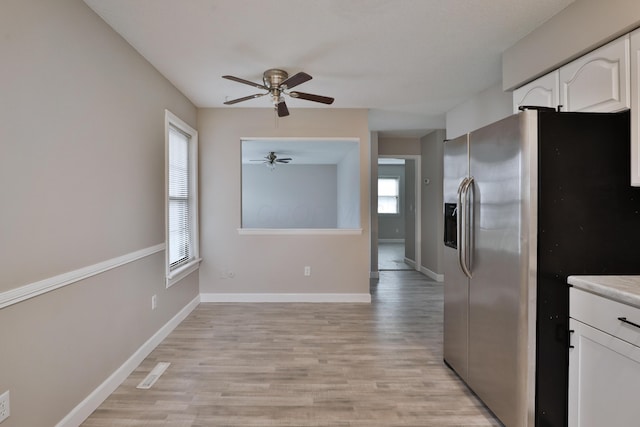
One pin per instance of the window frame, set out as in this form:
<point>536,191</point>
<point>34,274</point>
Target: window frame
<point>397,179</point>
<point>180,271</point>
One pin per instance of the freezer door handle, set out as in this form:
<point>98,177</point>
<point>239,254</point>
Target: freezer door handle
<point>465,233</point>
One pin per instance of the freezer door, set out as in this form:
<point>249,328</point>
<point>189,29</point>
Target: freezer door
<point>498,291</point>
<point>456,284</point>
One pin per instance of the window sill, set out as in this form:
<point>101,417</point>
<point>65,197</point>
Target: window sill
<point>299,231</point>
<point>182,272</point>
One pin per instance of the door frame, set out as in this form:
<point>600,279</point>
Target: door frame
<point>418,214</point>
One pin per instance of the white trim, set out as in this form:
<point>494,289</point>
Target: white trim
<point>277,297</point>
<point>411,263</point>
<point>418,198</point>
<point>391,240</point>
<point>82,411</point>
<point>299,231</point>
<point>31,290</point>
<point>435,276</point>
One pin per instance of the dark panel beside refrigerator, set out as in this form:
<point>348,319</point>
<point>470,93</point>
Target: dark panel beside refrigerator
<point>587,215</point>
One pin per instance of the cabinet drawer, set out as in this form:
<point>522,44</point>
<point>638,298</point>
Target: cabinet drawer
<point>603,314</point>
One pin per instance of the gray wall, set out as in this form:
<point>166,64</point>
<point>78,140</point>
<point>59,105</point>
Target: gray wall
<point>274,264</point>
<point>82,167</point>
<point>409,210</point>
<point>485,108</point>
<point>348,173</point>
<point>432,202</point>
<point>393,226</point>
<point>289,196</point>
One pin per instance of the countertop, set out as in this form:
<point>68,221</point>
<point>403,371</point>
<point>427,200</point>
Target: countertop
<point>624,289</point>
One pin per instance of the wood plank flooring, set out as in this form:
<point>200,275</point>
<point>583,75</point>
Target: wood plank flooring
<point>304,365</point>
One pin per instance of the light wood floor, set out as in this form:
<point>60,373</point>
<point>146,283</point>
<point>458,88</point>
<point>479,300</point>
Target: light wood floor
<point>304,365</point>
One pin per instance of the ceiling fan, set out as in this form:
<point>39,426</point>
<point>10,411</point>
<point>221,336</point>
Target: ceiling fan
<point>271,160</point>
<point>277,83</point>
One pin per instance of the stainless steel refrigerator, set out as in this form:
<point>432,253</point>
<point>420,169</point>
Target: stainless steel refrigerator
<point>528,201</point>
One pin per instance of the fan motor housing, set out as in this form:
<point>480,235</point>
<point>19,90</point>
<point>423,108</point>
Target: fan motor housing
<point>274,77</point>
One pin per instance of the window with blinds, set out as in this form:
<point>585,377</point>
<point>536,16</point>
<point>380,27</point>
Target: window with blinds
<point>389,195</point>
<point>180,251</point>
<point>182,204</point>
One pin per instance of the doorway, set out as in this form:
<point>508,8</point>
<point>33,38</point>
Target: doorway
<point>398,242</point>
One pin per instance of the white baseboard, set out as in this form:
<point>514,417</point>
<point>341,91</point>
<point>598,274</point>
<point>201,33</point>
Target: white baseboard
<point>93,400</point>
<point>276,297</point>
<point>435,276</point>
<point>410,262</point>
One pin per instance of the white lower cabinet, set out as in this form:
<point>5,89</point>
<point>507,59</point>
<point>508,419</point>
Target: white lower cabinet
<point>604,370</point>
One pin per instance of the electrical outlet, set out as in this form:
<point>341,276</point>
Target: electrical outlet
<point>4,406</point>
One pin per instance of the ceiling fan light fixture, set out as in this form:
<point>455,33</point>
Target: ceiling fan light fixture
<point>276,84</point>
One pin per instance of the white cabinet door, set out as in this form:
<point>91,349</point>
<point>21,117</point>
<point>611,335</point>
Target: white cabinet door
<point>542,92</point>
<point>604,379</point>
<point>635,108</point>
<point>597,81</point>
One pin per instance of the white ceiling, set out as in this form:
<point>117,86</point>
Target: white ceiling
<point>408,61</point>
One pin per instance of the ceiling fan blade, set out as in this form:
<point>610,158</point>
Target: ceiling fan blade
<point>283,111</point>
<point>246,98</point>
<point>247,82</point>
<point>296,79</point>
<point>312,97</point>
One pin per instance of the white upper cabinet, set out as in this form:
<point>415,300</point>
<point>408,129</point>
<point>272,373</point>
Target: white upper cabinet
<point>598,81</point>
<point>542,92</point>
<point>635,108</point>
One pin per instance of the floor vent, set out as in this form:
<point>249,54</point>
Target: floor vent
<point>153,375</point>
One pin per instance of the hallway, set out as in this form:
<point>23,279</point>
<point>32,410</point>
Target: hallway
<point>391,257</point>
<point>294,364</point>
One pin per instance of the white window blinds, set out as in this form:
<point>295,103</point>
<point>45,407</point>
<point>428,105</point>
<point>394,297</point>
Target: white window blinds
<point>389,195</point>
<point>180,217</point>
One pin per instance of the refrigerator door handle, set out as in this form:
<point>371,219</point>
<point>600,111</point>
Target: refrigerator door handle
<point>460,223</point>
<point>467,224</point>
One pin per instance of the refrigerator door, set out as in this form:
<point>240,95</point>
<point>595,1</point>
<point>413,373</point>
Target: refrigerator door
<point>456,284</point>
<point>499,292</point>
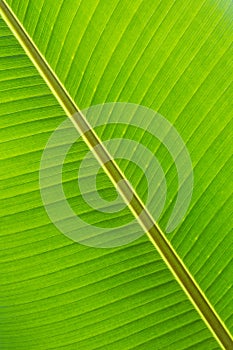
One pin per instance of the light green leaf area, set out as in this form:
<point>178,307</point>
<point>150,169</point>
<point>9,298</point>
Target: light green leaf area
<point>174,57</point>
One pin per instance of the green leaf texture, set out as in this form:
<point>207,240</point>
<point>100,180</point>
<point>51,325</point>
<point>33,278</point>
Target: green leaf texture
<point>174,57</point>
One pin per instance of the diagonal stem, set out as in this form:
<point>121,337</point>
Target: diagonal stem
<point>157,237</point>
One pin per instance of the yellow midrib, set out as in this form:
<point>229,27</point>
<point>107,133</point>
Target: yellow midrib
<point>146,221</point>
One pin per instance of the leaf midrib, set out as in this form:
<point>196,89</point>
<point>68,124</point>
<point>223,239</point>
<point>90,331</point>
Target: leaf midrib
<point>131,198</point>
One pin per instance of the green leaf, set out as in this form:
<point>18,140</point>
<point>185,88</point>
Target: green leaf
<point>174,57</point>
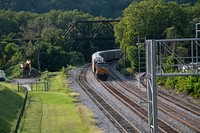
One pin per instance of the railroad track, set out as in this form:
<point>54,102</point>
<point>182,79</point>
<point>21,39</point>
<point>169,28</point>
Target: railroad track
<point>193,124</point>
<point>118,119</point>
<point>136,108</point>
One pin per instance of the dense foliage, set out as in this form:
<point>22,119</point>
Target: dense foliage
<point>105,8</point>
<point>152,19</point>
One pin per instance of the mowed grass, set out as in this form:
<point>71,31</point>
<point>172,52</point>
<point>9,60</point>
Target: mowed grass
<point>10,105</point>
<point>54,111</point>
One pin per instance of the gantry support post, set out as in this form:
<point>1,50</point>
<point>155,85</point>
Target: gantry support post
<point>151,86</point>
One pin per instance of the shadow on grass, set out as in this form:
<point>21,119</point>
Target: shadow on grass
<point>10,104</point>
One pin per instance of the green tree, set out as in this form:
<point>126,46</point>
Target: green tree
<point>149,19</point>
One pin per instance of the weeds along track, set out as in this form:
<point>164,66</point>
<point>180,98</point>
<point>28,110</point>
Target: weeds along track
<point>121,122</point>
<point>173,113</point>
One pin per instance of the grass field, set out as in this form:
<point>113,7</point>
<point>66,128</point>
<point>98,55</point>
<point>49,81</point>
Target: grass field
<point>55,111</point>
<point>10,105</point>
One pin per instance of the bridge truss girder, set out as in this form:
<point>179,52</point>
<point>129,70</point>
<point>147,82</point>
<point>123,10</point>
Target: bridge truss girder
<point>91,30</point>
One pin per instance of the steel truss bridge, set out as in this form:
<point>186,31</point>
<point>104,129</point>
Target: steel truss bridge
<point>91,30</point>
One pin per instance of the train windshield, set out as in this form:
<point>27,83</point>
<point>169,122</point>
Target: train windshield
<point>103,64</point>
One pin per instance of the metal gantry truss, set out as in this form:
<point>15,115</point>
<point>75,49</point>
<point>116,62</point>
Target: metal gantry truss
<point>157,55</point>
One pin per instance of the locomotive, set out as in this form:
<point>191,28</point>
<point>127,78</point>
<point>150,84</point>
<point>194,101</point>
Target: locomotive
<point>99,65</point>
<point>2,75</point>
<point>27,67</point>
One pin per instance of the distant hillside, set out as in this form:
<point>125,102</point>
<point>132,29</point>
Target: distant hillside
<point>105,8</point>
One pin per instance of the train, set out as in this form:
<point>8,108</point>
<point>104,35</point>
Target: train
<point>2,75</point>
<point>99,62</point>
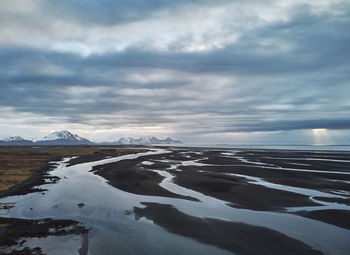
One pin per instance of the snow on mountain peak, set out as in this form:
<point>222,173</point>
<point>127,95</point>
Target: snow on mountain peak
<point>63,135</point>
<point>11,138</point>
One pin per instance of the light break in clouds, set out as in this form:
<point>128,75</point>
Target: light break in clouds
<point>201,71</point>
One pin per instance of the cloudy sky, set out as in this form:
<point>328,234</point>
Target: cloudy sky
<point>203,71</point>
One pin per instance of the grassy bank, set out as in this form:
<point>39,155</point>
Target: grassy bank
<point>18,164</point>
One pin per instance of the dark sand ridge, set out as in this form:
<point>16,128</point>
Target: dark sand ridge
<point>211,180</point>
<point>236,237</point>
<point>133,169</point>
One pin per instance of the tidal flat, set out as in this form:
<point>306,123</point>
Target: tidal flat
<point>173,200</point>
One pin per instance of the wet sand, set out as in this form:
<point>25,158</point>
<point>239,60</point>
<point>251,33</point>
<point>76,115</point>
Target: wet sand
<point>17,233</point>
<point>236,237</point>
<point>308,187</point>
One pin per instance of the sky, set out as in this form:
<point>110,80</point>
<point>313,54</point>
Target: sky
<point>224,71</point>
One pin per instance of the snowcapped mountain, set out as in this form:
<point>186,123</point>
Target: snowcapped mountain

◆ **TASK STATEMENT**
In the listing above, find the line with "<point>9,60</point>" and the line with "One pin per instance of the distant", then print exactly those lines and every line between them.

◆ **OUTPUT OF THE EXERCISE**
<point>9,60</point>
Target: mowed grass
<point>10,105</point>
<point>54,111</point>
One pin per instance of the gantry support post, set out as in this form:
<point>1,50</point>
<point>155,85</point>
Target: gantry support post
<point>151,86</point>
One pin per instance of the shadow on grass, set out as in this form:
<point>21,119</point>
Target: shadow on grass
<point>10,104</point>
One pin per instance of the green tree, set out as in this form:
<point>126,46</point>
Target: green tree
<point>149,19</point>
One pin per instance of the weeds along track, set out as in this form:
<point>164,66</point>
<point>180,98</point>
<point>28,110</point>
Target: weeds along track
<point>121,122</point>
<point>173,113</point>
One pin per instance of the grass field, set out as in this form:
<point>113,7</point>
<point>66,128</point>
<point>98,55</point>
<point>49,81</point>
Target: grass field
<point>55,111</point>
<point>10,105</point>
One pin per instance of the bridge truss girder, set out as in this form:
<point>179,52</point>
<point>129,70</point>
<point>147,82</point>
<point>123,10</point>
Target: bridge truss girder
<point>91,30</point>
One pin per instance of the steel truss bridge, set out as in this form:
<point>186,31</point>
<point>104,129</point>
Target: steel truss bridge
<point>91,30</point>
One pin per instance of the train windshield, set out as in this form:
<point>27,83</point>
<point>169,122</point>
Target: train windshield
<point>103,64</point>
One pin per instance of the metal gantry truss, set out as in this form:
<point>15,115</point>
<point>75,49</point>
<point>116,62</point>
Target: metal gantry truss
<point>157,55</point>
One pin per instance of the locomotive, set out as in this form:
<point>191,28</point>
<point>127,78</point>
<point>150,84</point>
<point>194,101</point>
Target: locomotive
<point>99,65</point>
<point>2,75</point>
<point>27,67</point>
One pin per instance of the distant hillside, set out as in this form:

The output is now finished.